__EXERCISE INSTRUCTIONS__
According to the text on Greek Revival architecture, who first used the term "Greek Revival," and on what occasion?

## Start SELECTED EXCERPT

Greek Revival architecture
May 27, 2009 by blogtopia
Filed under Architectural style
The Greek Revival was an architectural movement of the late eighteenth and early nineteenth centuries, predominantly in northern Europe and the United States. A product of Hellenism, it may be looked upon as the last phase in the development of Neoclassical architecture. The term was first used by Charles Robert Cockerell in a lecture he gave as Professor of Architecture to the Royal Academy in 1842.
The term is indicative of how highly self-conscious practitioners of the style were, and that they realized they had created a new mode of architecture. With a newfound access to Greece, archaeologist-architects of the period studied the Doric and Ionic movement, examples of which can be found in Russia, Poland, Lithuania, and Finland (where the assembly of Greek buildings in Helsinki city centre is particularly notable). Yet in each country it touched, the style was looked on as the expression of local nationalism and civic virtue, especially in Germany and the United States where the idiom was regarded as being free from ecclesiastical and aristocratic associations.
The taste for all things Greek in furniture and interior design was at its peak by the beginning of the nineteenth century, when the designs of Thomas Hope had influenced a number of decorative styles known variously as Neoclassical, Empire, Russian Empire, and Regency. Greek Revival architecture took a different course in a number of countries, lasting up till the Civil War in America (1860s) and even later in Scotland. The style was also exported to Greece under the first two (German and Danish) kings of the newly independent nation.

## End SELECTED EXCERPT
## Start DATA ROWS

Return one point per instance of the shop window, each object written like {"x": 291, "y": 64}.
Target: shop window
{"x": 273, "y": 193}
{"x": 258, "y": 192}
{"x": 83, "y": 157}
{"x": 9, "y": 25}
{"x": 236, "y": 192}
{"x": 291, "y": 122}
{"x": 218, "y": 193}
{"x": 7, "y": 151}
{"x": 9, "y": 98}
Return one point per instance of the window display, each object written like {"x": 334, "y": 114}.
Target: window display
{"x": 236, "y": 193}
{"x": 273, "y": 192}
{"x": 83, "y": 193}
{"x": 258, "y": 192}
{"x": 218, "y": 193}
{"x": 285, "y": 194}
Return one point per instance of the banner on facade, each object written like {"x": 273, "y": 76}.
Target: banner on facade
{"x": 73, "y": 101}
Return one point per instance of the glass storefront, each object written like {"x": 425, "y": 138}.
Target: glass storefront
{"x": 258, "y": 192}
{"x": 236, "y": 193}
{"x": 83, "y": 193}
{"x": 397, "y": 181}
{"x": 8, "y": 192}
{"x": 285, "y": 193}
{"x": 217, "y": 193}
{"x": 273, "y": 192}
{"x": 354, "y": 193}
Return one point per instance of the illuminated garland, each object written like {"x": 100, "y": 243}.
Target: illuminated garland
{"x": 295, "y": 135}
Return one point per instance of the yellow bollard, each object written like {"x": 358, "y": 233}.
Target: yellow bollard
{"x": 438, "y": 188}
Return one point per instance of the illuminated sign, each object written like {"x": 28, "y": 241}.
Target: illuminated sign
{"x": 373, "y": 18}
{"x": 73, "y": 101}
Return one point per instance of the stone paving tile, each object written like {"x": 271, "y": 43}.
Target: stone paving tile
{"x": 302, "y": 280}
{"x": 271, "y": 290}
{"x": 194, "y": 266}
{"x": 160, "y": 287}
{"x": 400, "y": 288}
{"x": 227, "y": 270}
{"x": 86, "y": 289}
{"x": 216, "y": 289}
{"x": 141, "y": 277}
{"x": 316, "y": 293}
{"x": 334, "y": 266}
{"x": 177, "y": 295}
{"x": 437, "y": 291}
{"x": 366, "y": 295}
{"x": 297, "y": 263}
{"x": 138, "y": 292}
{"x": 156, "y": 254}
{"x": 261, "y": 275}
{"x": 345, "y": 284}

## End DATA ROWS

__FINISHED EXERCISE__
Charles Robert Cockerell first used it in an 1842 lecture he gave as Professor of Architecture to the Royal Academy.